→ **DOCUMENT PASSAGE**:

####

Re: [ceph-users] Slow Request on OSD

Wido den Hollander Thu, 01 Sep 2016 14:04:06 -0700

> Op 1 september 2016 om 18:55 schreef Dan Jakubiec <dan.jakub...@gmail.com>:
> 
> 
> Thanks Wido.  Reed and I have been working together to try to restore this 
> cluster for about 3 weeks now.  I have been accumulating a number of failure 
> modes that I am hoping to share with the Ceph group soon, but have been 
> holding off a bit until we see the full picture clearly so that we can 
> provide some succinct observations.
> 
> We know that losing 6 of 8 OSDs was definitely going to result in data loss, 
> so I think we are resigned to that.  What has been difficult for us is that 
> there have been many steps in the rebuild process that seem to get stuck and 
> need our intervention.  But it is not 100% obvious what interventions we 
> should applying.
> 
> My very over-simplied hope was this:
> 
> We would remove the corrupted OSDs from the cluster
> We would replace them with new OSDs
> Ceph would figure out that a lot of PGs were lost
> We would "agree and say okay -- lose the objects/files"
> The cluster would use what remains and return to working state
> 
> I feel we have done something wrong along the way, and at this point we are 
> trying to figure out how to do step #4 completely.  We are about to follow 
> the steps to "mark unfound lost", which makes sense to me... but I'm not sure 
> what to do about all the other inconsistencies.
> 
> What procedure do we need to follow to just tell Ceph "those PGs are lost, 
> let's move on"?
> 
> ===
> 
> A very quick history of what we did to get here:
> 
> 8 OSDs lost power simultaneously.
> 2 OSDs came back without issues.
> 1 OSD wouldn't start (various assertion failures), but we were able to copy 
> its PGs to a new OSD as follows:
> ceph-objectstore-tool "export"
> ceph osd crush rm osd.N
> ceph auth del osd.N
> ceph os rm osd.N
> Create new OSD from scrach (it got a new OSD ID)
> ceph-objectstore-tool "import"
> The remaining 5 OSDs were corrupt beyond repair (could not export, mostly due 
> to missing leveldb files after xfs_repair).  We redeployed them as follows:
> ceph osd crush rm osd.N
> ceph auth del osd.N
> ceph os rm osd.N
> Create new OSD from scratch (it got the same OSD ID as the old OSD)

####

→ **PROVIDED DATA**:
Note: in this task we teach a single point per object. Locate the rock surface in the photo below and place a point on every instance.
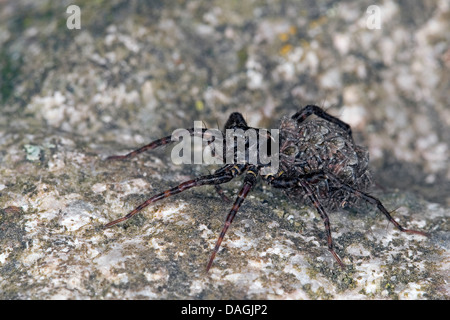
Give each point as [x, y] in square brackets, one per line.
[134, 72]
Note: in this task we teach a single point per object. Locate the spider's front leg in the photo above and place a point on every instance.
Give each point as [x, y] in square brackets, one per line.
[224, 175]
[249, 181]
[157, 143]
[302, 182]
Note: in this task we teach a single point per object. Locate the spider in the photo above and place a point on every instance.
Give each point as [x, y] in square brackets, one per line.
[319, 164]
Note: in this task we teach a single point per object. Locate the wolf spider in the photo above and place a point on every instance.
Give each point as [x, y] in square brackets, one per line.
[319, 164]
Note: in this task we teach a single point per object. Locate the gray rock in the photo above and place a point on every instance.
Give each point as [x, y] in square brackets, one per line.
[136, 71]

####

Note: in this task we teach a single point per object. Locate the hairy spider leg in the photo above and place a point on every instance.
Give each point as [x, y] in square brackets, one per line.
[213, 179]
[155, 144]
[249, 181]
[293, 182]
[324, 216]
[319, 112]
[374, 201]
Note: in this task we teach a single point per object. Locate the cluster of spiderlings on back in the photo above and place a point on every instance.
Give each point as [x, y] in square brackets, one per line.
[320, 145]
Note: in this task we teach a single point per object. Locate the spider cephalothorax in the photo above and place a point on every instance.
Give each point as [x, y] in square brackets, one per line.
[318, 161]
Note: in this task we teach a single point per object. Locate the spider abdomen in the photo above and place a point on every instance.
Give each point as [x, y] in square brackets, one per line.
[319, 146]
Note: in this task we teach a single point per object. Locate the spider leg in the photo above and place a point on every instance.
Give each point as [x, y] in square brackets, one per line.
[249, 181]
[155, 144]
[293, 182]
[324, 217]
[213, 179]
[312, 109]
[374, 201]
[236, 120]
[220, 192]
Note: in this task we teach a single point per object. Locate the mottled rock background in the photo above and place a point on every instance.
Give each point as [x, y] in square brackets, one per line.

####

→ **TASK INSTRUCTIONS**:
a) Please find every line in the records that contains the word "rock" and copy each of those lines in full.
b) Pick up the mailing-list post about rebuilding the Ceph cluster after its last line and keep writing it.

→ **WRITTEN ANSWERS**:
a)
Note: in this task we teach a single point per object. Locate the rock surface in the photo below and place a point on every instance.
Note: in this task we teach a single point per object. Locate the gray rock in the photo above and place a point on every instance.
Note: in this task we teach a single point per object. Locate the mottled rock background in the photo above and place a point on every instance.

b)
> 
> All the new OSDs from #4.4 ended up getting the same OSD ID as the original 
> OSD.  Don't know if that is part of the problem?  It seems like doing the 
> "crush rm" should have advised the cluster correctly, but perhaps not?
> 
> Where did we go wrong in the recovery process?


You have to mark those OSDs as lost and also force create the incomplete PGs.

But I think you have lost so many objects that the cluster is beyond a point of 
repair honestly.

Wido

> 
> Thank you!
> 
> -- Dan
> 
> > On Sep 1, 2016, at 00:18, Wido den Hollander <w...@42on.com> wrote:
> > 
> > 
> >> Op 31 augustus 2016 om 23:21 schreef Reed Dier <reed.d...@focusvq.com>:
> >> 
> >> 
> >> Multiple XFS corruptions, multiple leveldb issues. Looked to be result of 
> >> write cache settings which have been adjusted now.
> >> 
> > 
> > That is bad news, really bad.
> > 
> >> You’ll see below that there are tons of PG’s in bad states, and it was 
> >> slowly but surely bringing the number of bad PGs down, but it seems to 
> >> have hit a brick wall with this one slow request operation.
> >> 
> > 
> > No, you have more issues. You can 17 PGs which are incomplete, a few 
> > down+incomplete.
> > 
> > Without those PGs functioning (active+X) your MDS will probably not work.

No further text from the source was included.